- **Input material**
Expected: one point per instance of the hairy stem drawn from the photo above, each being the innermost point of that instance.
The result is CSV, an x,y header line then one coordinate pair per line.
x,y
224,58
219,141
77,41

- **Objective**
Write out all of the rows above character for character.

- **Task output**
Expected: one point per instance of the hairy stem drawn from the photo above, each being the innermost point of that instance.
The result is CSV, an x,y header line then one coordinate pair per line.
x,y
224,58
219,141
77,41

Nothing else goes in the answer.